== Information supplied ==
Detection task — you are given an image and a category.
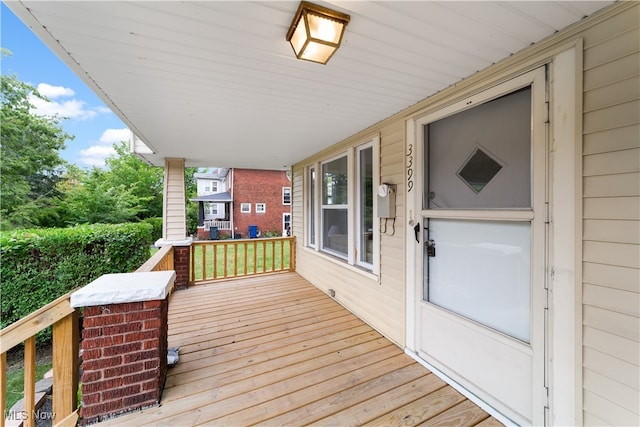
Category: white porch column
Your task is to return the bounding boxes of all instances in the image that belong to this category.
[162,158,187,243]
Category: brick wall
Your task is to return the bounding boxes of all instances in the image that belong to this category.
[233,169,291,237]
[80,299,168,425]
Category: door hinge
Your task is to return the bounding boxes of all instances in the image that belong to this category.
[544,202,551,224]
[544,101,551,123]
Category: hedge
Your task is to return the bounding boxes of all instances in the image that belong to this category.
[0,223,152,334]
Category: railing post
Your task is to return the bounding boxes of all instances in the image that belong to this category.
[23,335,36,427]
[71,271,176,424]
[0,353,7,427]
[53,310,79,420]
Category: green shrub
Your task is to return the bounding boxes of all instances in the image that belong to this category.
[142,218,162,243]
[0,223,152,340]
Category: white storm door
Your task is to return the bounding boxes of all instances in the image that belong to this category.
[415,68,547,425]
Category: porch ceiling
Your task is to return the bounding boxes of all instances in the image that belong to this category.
[6,1,612,169]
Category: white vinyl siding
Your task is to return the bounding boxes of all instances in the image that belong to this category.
[582,5,640,425]
[292,2,640,425]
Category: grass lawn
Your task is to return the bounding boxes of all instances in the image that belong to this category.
[194,240,291,280]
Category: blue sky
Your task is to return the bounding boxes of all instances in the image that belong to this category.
[0,3,129,167]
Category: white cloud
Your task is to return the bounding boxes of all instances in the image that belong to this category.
[29,96,98,120]
[29,83,111,120]
[38,83,76,99]
[100,128,131,145]
[78,128,131,167]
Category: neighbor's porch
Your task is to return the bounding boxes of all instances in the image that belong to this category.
[102,272,500,426]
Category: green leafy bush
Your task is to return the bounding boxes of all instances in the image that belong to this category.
[0,223,152,339]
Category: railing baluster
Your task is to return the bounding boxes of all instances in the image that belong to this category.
[53,311,79,419]
[191,237,295,283]
[271,240,276,271]
[213,243,219,279]
[202,245,209,280]
[0,353,7,427]
[243,242,249,276]
[189,245,197,283]
[279,240,284,270]
[233,245,238,276]
[224,243,228,279]
[23,335,36,427]
[251,240,258,274]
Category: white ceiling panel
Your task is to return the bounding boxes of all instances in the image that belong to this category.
[5,1,611,169]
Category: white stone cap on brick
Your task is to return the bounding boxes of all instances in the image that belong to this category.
[71,270,176,308]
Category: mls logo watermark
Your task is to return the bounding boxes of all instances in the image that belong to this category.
[4,409,56,421]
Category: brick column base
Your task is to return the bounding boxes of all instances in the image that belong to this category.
[173,245,191,290]
[80,300,169,425]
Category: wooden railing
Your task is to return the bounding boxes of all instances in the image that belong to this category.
[204,219,231,230]
[0,246,180,427]
[0,292,79,427]
[136,246,174,273]
[190,237,296,284]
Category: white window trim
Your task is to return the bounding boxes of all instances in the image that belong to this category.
[304,135,380,278]
[316,154,354,264]
[282,187,291,206]
[353,137,380,274]
[304,163,320,250]
[282,212,291,236]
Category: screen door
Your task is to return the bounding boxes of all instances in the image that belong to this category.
[416,69,546,424]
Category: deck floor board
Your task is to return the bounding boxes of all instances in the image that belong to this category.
[101,273,501,427]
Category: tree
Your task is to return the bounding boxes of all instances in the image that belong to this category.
[103,142,164,219]
[0,53,73,230]
[58,166,147,226]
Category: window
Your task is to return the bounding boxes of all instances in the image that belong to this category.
[356,144,373,268]
[321,156,349,258]
[282,213,291,236]
[307,167,316,248]
[204,181,218,193]
[304,137,380,274]
[282,187,291,205]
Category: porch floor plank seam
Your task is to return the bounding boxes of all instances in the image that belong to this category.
[101,273,502,427]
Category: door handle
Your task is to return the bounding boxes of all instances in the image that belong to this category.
[424,239,436,257]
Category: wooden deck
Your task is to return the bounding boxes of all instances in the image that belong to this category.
[102,273,502,427]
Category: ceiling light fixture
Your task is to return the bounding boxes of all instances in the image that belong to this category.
[287,1,351,64]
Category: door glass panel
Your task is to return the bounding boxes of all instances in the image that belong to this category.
[424,219,531,342]
[423,87,532,209]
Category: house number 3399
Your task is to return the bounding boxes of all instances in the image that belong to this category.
[407,144,413,192]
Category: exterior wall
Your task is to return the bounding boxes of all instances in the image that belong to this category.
[162,159,187,241]
[293,121,405,346]
[231,169,291,237]
[582,5,640,425]
[196,178,227,196]
[292,2,640,425]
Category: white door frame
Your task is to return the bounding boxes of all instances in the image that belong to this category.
[405,44,583,425]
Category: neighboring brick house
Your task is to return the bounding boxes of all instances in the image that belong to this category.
[191,168,291,239]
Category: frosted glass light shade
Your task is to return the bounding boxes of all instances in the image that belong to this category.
[287,1,350,64]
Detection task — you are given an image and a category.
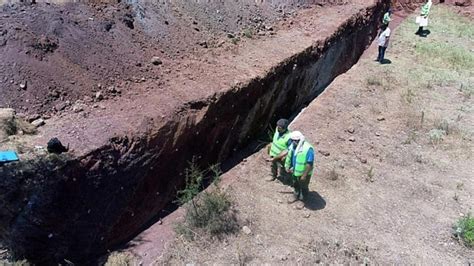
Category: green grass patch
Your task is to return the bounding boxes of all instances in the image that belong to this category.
[454,214,474,248]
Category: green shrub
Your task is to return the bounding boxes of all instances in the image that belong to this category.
[454,214,474,248]
[174,162,238,239]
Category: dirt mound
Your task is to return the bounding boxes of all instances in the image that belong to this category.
[0,1,350,115]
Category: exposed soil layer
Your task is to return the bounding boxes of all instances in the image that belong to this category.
[1,0,386,262]
[151,5,474,265]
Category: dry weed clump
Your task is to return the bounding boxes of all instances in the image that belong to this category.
[104,252,139,266]
[175,162,239,239]
[454,214,474,248]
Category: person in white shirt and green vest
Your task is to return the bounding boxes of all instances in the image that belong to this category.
[267,119,291,181]
[415,0,433,37]
[382,8,392,26]
[285,131,314,206]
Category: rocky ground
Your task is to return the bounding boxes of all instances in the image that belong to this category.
[0,1,473,263]
[127,6,474,264]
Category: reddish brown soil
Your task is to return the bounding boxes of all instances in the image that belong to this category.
[0,1,348,116]
[128,5,474,265]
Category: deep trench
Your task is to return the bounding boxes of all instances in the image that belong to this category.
[0,1,389,264]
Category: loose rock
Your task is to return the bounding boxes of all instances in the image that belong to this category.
[95,91,104,101]
[151,56,163,66]
[20,81,28,90]
[242,226,252,235]
[31,118,45,127]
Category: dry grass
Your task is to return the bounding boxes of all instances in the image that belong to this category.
[104,252,139,266]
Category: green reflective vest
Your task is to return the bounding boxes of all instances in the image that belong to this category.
[382,12,392,25]
[285,141,314,176]
[421,2,431,17]
[270,129,290,157]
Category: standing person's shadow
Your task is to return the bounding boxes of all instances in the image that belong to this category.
[304,191,326,211]
[420,30,431,38]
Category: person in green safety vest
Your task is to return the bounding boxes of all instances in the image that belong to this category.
[285,131,314,208]
[382,9,392,25]
[415,0,433,37]
[267,119,291,181]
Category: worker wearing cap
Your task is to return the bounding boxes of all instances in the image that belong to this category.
[267,119,291,181]
[415,0,433,37]
[382,9,392,25]
[285,131,314,203]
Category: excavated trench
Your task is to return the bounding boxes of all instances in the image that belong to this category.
[0,1,389,264]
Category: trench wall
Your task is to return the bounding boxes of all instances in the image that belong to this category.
[0,1,390,264]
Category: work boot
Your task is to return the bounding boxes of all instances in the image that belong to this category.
[295,200,304,210]
[265,176,276,182]
[288,195,298,204]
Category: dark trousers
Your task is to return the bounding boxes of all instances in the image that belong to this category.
[415,26,423,35]
[293,176,311,201]
[377,46,387,63]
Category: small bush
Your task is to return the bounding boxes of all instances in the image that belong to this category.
[428,128,446,145]
[230,37,240,45]
[3,119,18,136]
[242,29,253,39]
[174,162,238,239]
[366,76,383,86]
[454,214,474,248]
[104,252,136,266]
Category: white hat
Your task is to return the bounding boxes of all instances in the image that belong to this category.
[290,131,304,140]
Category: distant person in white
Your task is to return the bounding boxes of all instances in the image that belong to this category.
[415,0,433,37]
[377,24,391,64]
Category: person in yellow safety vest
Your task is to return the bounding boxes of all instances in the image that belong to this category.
[285,131,314,208]
[415,0,433,37]
[267,119,290,181]
[382,9,392,25]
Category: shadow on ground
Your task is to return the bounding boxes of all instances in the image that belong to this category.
[304,191,326,211]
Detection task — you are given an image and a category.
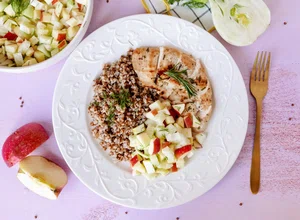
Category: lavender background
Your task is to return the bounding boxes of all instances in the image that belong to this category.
[0,0,300,220]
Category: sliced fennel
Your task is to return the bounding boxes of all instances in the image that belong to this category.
[210,0,271,46]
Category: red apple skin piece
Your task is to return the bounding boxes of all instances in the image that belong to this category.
[151,109,158,116]
[162,141,171,148]
[130,155,139,167]
[152,138,160,155]
[184,113,193,128]
[2,123,49,167]
[175,144,192,158]
[171,163,178,173]
[169,108,180,120]
[56,33,67,41]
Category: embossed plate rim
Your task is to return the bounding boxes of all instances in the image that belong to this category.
[52,14,248,209]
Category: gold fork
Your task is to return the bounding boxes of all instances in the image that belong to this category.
[250,52,271,194]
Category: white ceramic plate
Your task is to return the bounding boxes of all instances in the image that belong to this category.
[53,14,248,209]
[0,0,94,74]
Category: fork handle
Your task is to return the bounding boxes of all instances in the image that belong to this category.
[250,99,262,194]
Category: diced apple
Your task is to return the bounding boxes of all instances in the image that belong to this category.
[52,30,67,41]
[166,116,175,124]
[146,124,155,138]
[193,141,202,149]
[61,8,71,21]
[143,160,155,174]
[29,36,39,46]
[5,44,18,54]
[66,18,78,27]
[195,133,206,146]
[175,144,192,159]
[132,124,146,134]
[41,11,51,23]
[169,108,180,120]
[4,4,16,17]
[37,44,50,57]
[18,40,30,55]
[184,113,193,128]
[2,123,49,167]
[148,138,161,155]
[55,2,64,17]
[172,104,185,115]
[17,156,68,199]
[76,0,87,5]
[130,155,140,167]
[181,128,193,138]
[162,141,172,148]
[33,10,42,20]
[149,100,164,110]
[171,163,178,173]
[158,108,170,115]
[58,40,68,50]
[136,132,150,147]
[43,44,52,51]
[0,14,8,25]
[23,58,37,66]
[162,146,176,163]
[192,114,201,128]
[176,158,185,169]
[33,51,45,63]
[166,124,177,134]
[39,35,53,44]
[150,155,159,166]
[13,53,24,66]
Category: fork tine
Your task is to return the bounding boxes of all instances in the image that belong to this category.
[264,52,271,81]
[256,51,264,81]
[259,51,268,81]
[251,51,259,81]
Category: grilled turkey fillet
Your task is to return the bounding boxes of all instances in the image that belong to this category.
[132,47,212,132]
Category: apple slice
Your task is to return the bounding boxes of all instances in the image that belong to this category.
[2,123,49,167]
[169,108,180,120]
[149,138,160,155]
[130,155,140,167]
[17,156,68,200]
[172,104,185,115]
[176,117,184,128]
[175,144,192,159]
[162,141,172,148]
[184,113,193,128]
[171,163,178,173]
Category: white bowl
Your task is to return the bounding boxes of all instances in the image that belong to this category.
[0,0,94,73]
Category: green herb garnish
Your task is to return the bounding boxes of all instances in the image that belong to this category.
[168,0,208,8]
[111,89,130,109]
[165,64,197,97]
[10,0,30,15]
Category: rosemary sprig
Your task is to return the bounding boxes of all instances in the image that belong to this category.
[165,64,197,97]
[111,89,130,109]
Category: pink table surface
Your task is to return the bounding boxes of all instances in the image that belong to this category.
[0,0,300,220]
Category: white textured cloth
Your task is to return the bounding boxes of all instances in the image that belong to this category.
[141,0,214,31]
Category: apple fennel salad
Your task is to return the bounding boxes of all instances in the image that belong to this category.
[0,0,87,67]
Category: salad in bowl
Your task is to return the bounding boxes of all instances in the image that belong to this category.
[0,0,92,72]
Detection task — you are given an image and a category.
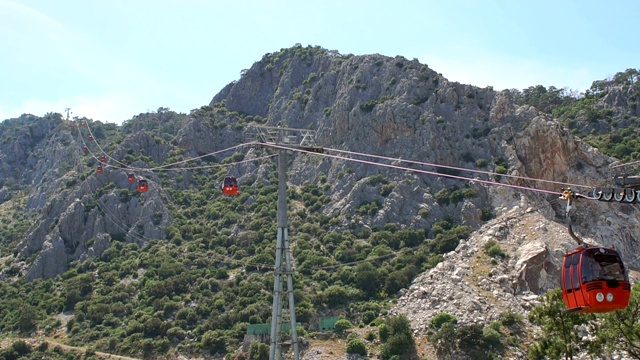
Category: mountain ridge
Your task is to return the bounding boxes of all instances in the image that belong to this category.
[0,46,640,357]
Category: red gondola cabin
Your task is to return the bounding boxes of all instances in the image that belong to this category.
[562,246,631,313]
[222,176,238,195]
[138,179,149,192]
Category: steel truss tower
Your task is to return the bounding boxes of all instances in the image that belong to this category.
[250,126,322,360]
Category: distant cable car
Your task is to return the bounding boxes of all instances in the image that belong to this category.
[562,245,631,313]
[222,176,238,195]
[138,179,149,192]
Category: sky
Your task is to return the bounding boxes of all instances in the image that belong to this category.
[0,0,640,123]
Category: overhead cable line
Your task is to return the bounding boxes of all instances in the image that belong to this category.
[263,144,562,195]
[324,148,589,188]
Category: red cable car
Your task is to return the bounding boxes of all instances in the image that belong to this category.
[138,179,149,192]
[562,246,631,313]
[222,176,238,195]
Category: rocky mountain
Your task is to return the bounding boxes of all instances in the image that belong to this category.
[0,45,640,358]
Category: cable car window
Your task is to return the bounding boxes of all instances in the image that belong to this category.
[564,255,577,292]
[571,253,581,290]
[593,253,627,281]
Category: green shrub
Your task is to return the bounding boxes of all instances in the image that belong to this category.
[347,339,367,356]
[362,310,377,325]
[333,319,353,334]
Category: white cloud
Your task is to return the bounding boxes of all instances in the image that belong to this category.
[420,49,594,92]
[0,92,145,124]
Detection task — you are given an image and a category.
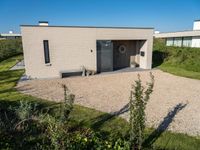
===
**Stated problem**: List everything from the line containing "Category: cable car window" down to the end of the records as a numbered list, one line per item, with blank lines left out. Omit the pictures.

**Answer to the problem**:
1. Category: cable car window
2. Your task is to return the bounding boxes of all instances in the image that belong to this category.
3. [564,255,577,292]
4. [571,253,581,290]
5. [593,253,627,281]
6. Category: green shrub
7. Your task is to return the bounding boxes of all instances in the image that belong to this category.
8. [347,339,367,356]
9. [362,310,377,325]
10. [333,319,353,334]
11. Category: white cloud
12. Your task is to return the bounding boxes of all instances in the image that belong to this category.
13. [420,49,594,92]
14. [0,92,145,124]
15. Detection task — you are given an image and a category.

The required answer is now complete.